Requirement 1 :: In the passage about the flying saucer, how long after the ship leaves does it come back?
Requirement 2 :: List every type of aircraft that the passage about the flying saucer says would fill the skies when the ship returns.

Excerpt to read ::
(begin)
But what if they take me home 40 years from now, perhaps it’s 20 years each way, and when I get back to Earth, only an hour has passed. And Einstein was totally fuckin wrong. Or at least got it backwards and the opposite was true. And if only Joey Tribiani had been there to show Einstein his clothes, Alby would’ve gotten it correct.
Imagine that from the Earthling’s perspective. Everyone’s day is interrupted when an actual flying saucer comes down from the sky and goes to a nowheresville town in California and grabs some dude no one has ever heard of, and flies away. And no one can do anything about it. The military is totally unprepared and caught totally off guard. The ship never appeared on any radar screens. It came in cloaked or invisible or whatever so no one ever saw it. Until it was a few thousand feet over my dad’s house. And then I went outside and got in it and it flew away. It was gone just as quickly as it had come. And me with it. Suddenly everyone was probably digging up everything they could on me. Every government in the world convened immediate phone calls and video conferences to figure out what the crap just happened. Because it revealed how totally unprepared and impotent they were. And now they need interplanetary Viagra.
SB?
Yes, Captain?
Hit it.
Sure thing. Ladies and gentlemen…. Ladies and gentle men, give it up, and I do mean give it up for our favorite musicalists as they regale us with more earhole glory hole goodness. Here they are now doing their latest smash hit song guaranteed to get your earholes juicy. It’s The Hot. Fudge. Sundaes. Doing. Interplanetary Viagra. Friends…hit it.
{musical interlude}
Are your earholes gaping? My earholes are gaping. It hurts so good.
How big a shit would everyone take when a mere hour after it left, the ship comes back. Same deal. No warning whatsoever. Even though the skies would be FULL of fighter jets and AWACS planes and helicopters and the works.
Nevertheless, the ship comes right down, totally immune to all of that. It hovers over my dad’s house. The elevator thing comes down again, and a little old man walks out onto the lawn. He looks up, waves goodbye, or gives the finger, which would also be hilarious, and the ship zips away.
(end)
(Saved data entries)
(begin)
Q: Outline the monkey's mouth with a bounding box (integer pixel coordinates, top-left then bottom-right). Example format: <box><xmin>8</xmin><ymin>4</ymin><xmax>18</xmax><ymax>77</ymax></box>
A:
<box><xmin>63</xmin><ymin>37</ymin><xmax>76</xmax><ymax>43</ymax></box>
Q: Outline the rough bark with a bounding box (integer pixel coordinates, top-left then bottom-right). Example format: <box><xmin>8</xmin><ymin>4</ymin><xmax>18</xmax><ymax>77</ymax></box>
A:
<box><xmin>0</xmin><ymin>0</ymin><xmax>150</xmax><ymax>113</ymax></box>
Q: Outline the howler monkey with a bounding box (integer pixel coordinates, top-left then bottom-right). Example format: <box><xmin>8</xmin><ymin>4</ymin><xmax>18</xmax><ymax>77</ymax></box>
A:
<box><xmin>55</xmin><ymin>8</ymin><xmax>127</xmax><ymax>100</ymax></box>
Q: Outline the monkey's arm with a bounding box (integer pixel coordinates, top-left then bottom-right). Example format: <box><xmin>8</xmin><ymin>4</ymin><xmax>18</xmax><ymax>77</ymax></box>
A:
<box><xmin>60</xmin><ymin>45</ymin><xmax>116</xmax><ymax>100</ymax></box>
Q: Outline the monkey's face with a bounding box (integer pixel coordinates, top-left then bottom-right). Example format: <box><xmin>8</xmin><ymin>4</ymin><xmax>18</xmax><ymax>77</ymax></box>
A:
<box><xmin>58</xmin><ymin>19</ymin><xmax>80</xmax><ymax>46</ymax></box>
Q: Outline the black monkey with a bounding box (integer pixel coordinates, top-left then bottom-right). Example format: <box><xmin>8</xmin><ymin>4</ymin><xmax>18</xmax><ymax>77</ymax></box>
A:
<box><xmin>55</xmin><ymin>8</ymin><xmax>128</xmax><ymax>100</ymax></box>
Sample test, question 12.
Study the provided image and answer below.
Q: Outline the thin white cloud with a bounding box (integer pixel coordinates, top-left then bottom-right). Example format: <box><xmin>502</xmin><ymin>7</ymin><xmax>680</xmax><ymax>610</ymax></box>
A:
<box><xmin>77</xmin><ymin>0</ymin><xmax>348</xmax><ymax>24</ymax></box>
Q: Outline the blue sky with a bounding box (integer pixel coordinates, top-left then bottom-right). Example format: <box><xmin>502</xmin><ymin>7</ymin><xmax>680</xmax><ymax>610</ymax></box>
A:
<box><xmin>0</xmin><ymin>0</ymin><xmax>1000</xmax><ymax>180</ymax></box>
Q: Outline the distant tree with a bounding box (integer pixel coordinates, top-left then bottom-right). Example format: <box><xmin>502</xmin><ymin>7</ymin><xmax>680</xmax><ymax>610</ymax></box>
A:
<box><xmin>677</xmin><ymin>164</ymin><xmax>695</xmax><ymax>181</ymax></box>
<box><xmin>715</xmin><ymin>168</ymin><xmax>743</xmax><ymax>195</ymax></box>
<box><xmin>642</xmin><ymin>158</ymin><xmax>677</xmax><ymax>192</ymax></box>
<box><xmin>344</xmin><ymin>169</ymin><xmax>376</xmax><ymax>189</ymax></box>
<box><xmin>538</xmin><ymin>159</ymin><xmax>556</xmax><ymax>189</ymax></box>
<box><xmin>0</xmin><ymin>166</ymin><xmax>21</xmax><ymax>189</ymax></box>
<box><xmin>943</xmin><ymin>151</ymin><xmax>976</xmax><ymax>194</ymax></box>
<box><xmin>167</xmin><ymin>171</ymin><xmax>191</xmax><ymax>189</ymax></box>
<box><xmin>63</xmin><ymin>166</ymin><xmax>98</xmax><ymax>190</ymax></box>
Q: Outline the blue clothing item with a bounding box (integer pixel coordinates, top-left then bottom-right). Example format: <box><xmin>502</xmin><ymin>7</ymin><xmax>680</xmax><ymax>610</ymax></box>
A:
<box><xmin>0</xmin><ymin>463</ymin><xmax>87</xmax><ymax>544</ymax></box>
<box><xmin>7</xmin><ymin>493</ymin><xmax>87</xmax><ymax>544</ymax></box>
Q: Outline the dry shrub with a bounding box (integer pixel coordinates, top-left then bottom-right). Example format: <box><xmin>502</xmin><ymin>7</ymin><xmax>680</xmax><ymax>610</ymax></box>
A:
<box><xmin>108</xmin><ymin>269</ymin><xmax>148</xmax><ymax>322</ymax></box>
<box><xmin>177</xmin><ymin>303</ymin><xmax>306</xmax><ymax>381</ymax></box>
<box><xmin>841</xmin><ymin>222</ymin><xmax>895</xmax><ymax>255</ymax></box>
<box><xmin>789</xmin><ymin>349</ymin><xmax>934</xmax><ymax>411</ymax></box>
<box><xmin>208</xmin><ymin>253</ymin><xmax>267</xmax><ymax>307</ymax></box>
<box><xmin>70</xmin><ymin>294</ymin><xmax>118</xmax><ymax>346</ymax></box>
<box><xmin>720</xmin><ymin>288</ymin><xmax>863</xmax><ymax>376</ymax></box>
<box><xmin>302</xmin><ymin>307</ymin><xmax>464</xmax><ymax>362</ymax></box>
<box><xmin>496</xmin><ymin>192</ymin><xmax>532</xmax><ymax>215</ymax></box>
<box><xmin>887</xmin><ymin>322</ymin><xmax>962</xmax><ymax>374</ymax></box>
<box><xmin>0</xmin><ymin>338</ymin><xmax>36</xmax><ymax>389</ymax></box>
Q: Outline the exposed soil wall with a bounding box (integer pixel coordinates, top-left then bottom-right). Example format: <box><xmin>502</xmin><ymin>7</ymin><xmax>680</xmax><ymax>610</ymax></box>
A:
(end)
Task solution 1 :: A mere hour.

Task solution 2 :: Fighter jets, AWACS planes, helicopters